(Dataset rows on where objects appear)
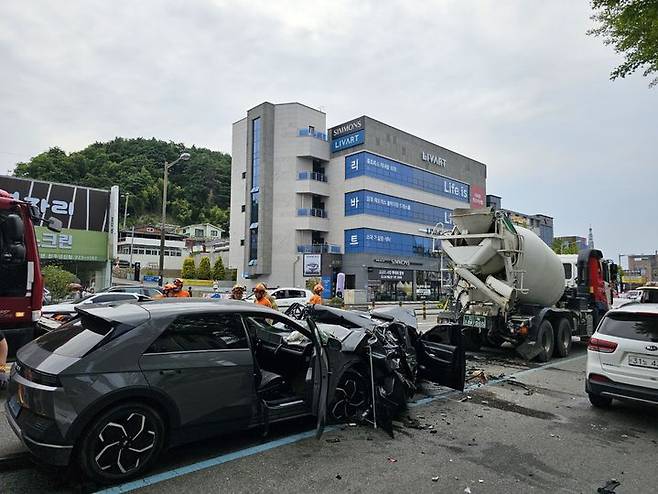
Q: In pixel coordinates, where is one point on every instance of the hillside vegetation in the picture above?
(198, 189)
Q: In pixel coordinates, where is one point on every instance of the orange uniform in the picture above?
(263, 301)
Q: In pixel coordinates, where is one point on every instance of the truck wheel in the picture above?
(563, 338)
(472, 339)
(546, 341)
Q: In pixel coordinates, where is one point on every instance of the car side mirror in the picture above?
(54, 225)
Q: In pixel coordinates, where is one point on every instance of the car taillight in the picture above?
(598, 378)
(603, 346)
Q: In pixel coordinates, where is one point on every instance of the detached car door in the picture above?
(204, 363)
(441, 356)
(320, 378)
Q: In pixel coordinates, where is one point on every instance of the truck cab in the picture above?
(21, 284)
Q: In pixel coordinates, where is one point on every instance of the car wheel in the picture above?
(546, 341)
(599, 401)
(352, 398)
(121, 443)
(563, 338)
(472, 339)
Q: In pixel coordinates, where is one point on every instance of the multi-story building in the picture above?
(569, 240)
(540, 224)
(643, 266)
(358, 198)
(142, 245)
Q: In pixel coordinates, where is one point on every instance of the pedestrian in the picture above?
(237, 292)
(316, 298)
(261, 299)
(4, 369)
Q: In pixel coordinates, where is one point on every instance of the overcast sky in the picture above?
(514, 84)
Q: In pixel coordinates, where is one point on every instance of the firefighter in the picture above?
(237, 292)
(261, 298)
(316, 298)
(177, 290)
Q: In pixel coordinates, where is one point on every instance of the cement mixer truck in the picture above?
(510, 287)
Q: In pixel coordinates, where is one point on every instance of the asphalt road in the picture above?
(538, 435)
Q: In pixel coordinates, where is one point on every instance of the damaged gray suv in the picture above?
(115, 386)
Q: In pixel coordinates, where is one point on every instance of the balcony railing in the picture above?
(306, 175)
(313, 133)
(318, 249)
(318, 213)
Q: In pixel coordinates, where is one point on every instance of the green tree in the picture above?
(198, 191)
(631, 27)
(57, 281)
(218, 271)
(204, 272)
(189, 269)
(563, 247)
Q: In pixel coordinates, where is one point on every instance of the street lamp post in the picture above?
(182, 157)
(125, 210)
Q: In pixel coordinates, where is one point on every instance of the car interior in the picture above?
(282, 356)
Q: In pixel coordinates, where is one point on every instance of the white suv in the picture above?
(622, 356)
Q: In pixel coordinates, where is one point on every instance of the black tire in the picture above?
(121, 443)
(352, 398)
(546, 341)
(472, 339)
(563, 338)
(599, 401)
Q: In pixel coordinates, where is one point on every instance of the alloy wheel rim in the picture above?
(124, 444)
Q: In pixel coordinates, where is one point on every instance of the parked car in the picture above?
(622, 356)
(148, 291)
(54, 315)
(285, 297)
(118, 384)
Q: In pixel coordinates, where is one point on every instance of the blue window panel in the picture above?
(368, 240)
(369, 202)
(348, 141)
(375, 166)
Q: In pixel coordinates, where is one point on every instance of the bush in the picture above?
(57, 281)
(218, 271)
(189, 269)
(203, 272)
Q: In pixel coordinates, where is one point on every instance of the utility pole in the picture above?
(184, 157)
(125, 210)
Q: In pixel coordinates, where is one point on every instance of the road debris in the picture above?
(609, 487)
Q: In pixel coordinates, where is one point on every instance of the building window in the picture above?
(255, 184)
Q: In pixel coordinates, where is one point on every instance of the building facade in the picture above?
(540, 224)
(88, 240)
(569, 240)
(358, 198)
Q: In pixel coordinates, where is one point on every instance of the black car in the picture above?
(113, 387)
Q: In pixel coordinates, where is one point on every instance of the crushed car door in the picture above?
(441, 356)
(320, 378)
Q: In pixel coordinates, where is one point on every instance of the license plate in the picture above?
(475, 321)
(641, 361)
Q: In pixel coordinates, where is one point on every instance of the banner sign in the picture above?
(80, 208)
(312, 264)
(360, 240)
(348, 141)
(369, 202)
(72, 245)
(372, 165)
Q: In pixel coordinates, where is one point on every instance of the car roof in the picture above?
(635, 307)
(170, 306)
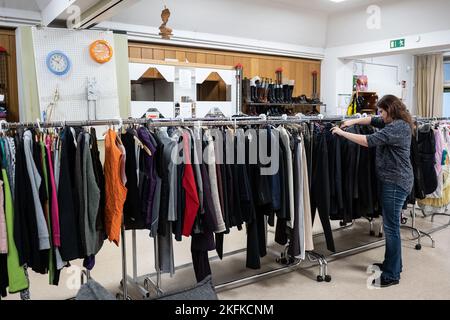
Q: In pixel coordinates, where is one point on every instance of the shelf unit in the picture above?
(372, 102)
(287, 104)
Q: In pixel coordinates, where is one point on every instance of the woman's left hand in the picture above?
(337, 130)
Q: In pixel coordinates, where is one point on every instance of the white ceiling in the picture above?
(318, 5)
(322, 5)
(30, 5)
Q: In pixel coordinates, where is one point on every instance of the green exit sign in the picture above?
(399, 43)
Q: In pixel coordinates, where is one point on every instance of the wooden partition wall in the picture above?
(8, 41)
(296, 69)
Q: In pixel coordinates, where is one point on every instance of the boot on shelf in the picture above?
(263, 96)
(286, 93)
(270, 93)
(291, 90)
(246, 94)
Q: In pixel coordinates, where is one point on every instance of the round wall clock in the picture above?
(58, 63)
(101, 51)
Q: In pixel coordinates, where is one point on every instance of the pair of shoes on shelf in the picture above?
(384, 283)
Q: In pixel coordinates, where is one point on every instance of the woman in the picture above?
(394, 172)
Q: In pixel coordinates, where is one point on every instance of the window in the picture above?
(446, 106)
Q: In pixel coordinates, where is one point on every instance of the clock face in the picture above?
(58, 63)
(101, 51)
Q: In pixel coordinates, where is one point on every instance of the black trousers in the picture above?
(320, 187)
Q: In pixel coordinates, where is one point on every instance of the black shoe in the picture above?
(382, 283)
(379, 265)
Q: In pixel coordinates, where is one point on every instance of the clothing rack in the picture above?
(192, 122)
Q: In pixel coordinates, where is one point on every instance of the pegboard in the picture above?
(72, 87)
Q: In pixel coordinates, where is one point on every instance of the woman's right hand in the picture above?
(347, 123)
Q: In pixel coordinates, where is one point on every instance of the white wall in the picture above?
(398, 18)
(384, 77)
(261, 20)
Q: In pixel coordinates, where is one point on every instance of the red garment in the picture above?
(190, 188)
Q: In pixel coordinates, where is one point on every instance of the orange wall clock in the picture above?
(100, 51)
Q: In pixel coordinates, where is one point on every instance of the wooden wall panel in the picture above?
(158, 54)
(253, 64)
(169, 54)
(180, 56)
(191, 57)
(147, 53)
(8, 41)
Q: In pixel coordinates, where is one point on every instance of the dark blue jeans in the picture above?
(392, 200)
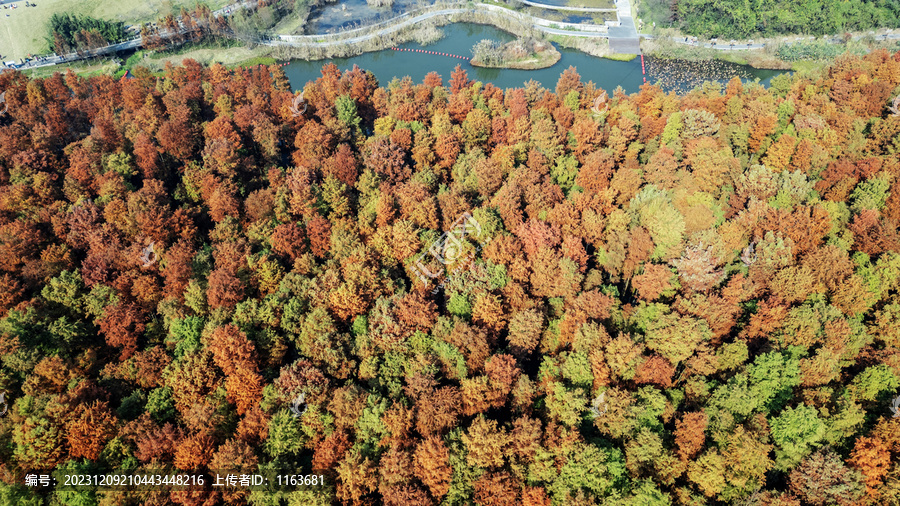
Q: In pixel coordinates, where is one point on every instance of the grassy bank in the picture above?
(621, 57)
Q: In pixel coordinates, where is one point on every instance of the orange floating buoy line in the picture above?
(643, 70)
(431, 52)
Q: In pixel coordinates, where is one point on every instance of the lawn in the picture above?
(23, 31)
(228, 56)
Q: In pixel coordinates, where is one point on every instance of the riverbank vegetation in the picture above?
(740, 19)
(70, 32)
(778, 54)
(655, 299)
(522, 53)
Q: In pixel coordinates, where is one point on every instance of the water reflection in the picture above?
(459, 39)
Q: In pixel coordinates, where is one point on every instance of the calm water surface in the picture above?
(459, 39)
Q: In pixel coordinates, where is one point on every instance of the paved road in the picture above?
(623, 39)
(540, 24)
(565, 8)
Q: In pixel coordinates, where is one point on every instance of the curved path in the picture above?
(540, 24)
(565, 8)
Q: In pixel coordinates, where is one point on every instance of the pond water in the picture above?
(459, 39)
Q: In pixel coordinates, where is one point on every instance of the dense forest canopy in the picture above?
(72, 32)
(742, 19)
(672, 299)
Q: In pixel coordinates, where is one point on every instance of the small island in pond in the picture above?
(525, 54)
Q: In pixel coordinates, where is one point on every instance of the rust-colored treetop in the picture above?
(458, 294)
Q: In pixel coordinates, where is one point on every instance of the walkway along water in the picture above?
(432, 52)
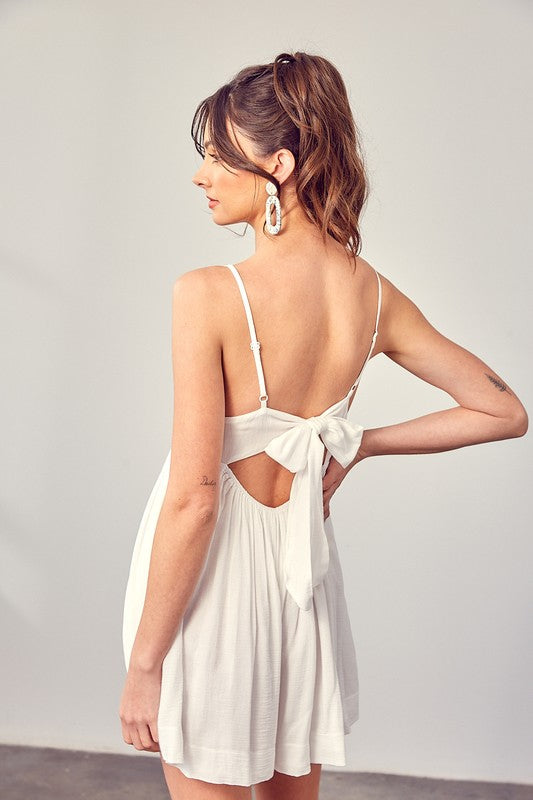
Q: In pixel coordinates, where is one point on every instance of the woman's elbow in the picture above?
(518, 423)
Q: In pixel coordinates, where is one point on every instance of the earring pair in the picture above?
(272, 200)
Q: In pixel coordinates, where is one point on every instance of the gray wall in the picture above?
(99, 217)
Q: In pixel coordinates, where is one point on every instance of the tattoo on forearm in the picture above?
(498, 384)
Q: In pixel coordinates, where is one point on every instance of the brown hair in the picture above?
(298, 102)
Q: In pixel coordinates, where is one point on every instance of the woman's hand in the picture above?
(139, 708)
(336, 473)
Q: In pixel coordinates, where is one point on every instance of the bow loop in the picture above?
(300, 449)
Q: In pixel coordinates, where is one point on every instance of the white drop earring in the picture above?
(272, 200)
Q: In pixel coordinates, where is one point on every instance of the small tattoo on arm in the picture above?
(498, 384)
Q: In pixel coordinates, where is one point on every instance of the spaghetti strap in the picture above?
(254, 344)
(374, 336)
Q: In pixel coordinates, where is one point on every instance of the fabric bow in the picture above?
(301, 449)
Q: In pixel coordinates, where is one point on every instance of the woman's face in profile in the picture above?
(232, 189)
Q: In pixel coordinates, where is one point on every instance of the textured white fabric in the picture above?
(262, 674)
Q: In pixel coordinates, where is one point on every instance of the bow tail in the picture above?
(307, 555)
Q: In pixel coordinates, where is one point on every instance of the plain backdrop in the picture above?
(99, 217)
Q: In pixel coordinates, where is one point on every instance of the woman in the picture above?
(241, 662)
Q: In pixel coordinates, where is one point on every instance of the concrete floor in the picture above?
(31, 773)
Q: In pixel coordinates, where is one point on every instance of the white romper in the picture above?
(262, 673)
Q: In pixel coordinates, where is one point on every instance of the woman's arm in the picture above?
(487, 408)
(188, 515)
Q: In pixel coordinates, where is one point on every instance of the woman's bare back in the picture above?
(315, 324)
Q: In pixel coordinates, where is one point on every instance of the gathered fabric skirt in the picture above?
(251, 683)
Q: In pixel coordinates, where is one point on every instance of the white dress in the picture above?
(262, 674)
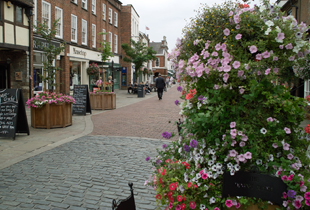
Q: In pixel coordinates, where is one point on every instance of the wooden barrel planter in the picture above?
(102, 101)
(52, 116)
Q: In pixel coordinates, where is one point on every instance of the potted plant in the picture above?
(51, 110)
(238, 114)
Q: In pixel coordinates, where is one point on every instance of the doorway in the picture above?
(4, 76)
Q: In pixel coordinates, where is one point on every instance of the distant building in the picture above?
(160, 65)
(300, 10)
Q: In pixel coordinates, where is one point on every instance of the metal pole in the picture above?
(112, 76)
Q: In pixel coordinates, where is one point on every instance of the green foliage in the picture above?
(138, 53)
(51, 51)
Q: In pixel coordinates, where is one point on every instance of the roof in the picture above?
(157, 47)
(23, 3)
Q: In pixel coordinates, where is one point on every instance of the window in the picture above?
(46, 13)
(104, 36)
(110, 40)
(157, 62)
(93, 6)
(104, 12)
(84, 4)
(115, 43)
(84, 32)
(73, 28)
(19, 14)
(94, 35)
(115, 19)
(58, 16)
(110, 15)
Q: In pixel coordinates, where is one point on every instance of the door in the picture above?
(4, 83)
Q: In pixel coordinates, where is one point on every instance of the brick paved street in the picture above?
(86, 173)
(148, 118)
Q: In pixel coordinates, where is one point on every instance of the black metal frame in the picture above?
(125, 204)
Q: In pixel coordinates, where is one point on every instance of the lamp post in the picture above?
(112, 70)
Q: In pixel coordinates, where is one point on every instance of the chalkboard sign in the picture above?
(13, 118)
(264, 186)
(82, 100)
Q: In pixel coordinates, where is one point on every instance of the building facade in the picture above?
(79, 25)
(300, 10)
(129, 30)
(160, 65)
(15, 50)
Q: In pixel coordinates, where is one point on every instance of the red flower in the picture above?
(169, 194)
(172, 186)
(189, 184)
(179, 198)
(164, 172)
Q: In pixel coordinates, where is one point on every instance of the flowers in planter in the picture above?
(93, 69)
(51, 98)
(237, 114)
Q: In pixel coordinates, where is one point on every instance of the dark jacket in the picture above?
(160, 83)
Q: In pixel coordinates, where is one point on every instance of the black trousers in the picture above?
(160, 92)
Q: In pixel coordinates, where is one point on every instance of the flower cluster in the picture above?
(51, 98)
(93, 69)
(237, 114)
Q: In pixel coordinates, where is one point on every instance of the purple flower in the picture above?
(287, 130)
(280, 36)
(166, 135)
(226, 31)
(193, 143)
(186, 148)
(238, 36)
(253, 49)
(236, 64)
(291, 194)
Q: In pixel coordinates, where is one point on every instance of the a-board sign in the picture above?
(82, 100)
(13, 118)
(264, 186)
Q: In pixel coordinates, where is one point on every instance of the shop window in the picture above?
(75, 74)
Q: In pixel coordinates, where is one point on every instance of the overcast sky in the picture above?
(168, 17)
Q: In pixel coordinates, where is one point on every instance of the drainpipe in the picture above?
(295, 7)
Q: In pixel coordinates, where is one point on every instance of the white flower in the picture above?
(269, 23)
(263, 131)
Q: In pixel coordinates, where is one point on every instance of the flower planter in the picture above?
(103, 101)
(255, 207)
(52, 116)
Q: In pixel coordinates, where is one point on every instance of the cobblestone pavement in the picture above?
(148, 118)
(86, 173)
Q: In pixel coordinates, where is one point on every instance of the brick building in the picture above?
(15, 51)
(80, 22)
(160, 65)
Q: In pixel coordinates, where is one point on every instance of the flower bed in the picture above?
(235, 117)
(50, 110)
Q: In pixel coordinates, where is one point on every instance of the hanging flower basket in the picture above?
(93, 69)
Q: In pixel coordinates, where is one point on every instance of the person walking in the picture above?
(160, 85)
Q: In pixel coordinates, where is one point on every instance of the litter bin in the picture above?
(141, 91)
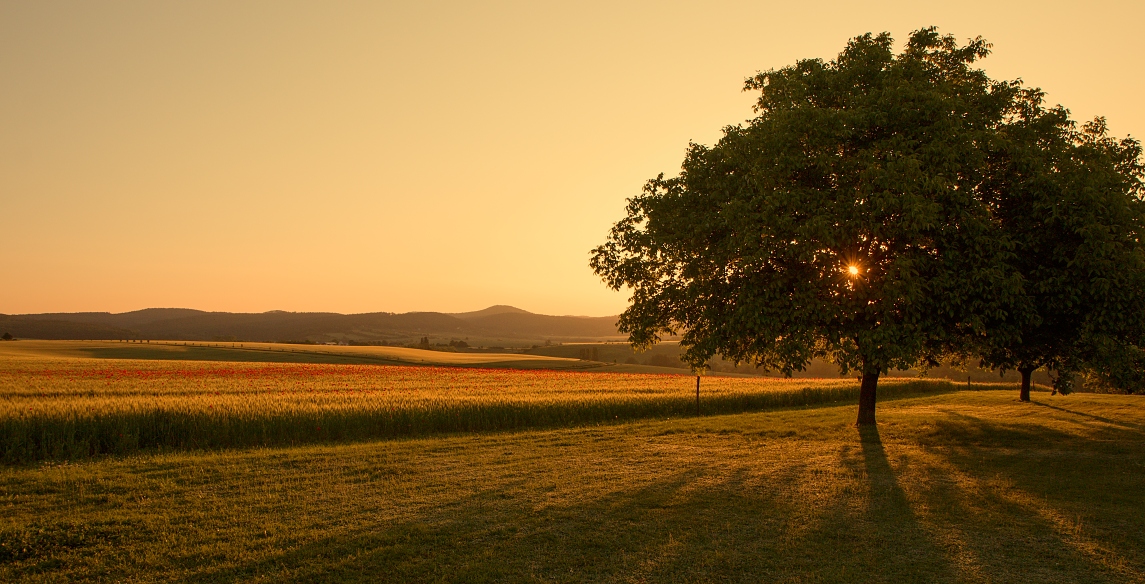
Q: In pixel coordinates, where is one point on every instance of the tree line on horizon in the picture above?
(892, 211)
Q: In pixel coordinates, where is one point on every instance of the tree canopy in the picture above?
(842, 221)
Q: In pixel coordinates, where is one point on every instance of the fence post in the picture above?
(697, 395)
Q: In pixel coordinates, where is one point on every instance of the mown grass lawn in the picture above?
(963, 487)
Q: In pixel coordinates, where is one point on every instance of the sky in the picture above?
(444, 156)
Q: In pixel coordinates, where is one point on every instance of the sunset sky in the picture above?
(415, 156)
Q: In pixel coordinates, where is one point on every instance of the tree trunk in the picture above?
(1025, 383)
(867, 399)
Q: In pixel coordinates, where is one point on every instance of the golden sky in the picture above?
(415, 156)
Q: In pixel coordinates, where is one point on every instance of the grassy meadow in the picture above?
(958, 487)
(162, 470)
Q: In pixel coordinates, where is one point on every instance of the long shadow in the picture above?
(1026, 491)
(1091, 416)
(693, 525)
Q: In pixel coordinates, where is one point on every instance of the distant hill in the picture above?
(492, 325)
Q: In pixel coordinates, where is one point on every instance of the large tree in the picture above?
(842, 221)
(1070, 200)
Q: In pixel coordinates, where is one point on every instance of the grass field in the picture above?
(961, 487)
(163, 470)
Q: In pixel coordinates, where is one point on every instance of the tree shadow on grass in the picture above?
(686, 526)
(1032, 503)
(1092, 417)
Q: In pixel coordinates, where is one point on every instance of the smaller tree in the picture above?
(1070, 203)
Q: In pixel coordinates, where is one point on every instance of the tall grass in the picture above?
(83, 408)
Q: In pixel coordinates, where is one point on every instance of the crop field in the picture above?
(164, 470)
(956, 487)
(60, 409)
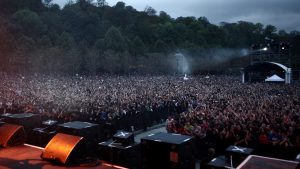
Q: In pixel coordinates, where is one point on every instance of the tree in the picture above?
(30, 22)
(120, 5)
(150, 11)
(164, 16)
(137, 46)
(101, 3)
(114, 40)
(47, 3)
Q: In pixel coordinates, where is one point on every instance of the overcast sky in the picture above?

### What you have to do
Locate the line containing "tall grass in the picture above?" in the material above, then repeat it and every later line exactly, with no pictures.

### Answer
Q: In pixel coordinates, where is one point on every instance of the tall grass in the picture above?
(83, 408)
Q: In pixel coordinates, where is one point on every instance of the crop field in the picture above?
(164, 470)
(956, 487)
(60, 409)
Q: In pixel coordinates, where is one point on every instance of the tree in the picture above?
(30, 22)
(120, 5)
(150, 11)
(164, 16)
(137, 46)
(101, 3)
(114, 40)
(47, 3)
Q: In pixel coordinates, where is one point on every instance of the overcast sky in the picture above?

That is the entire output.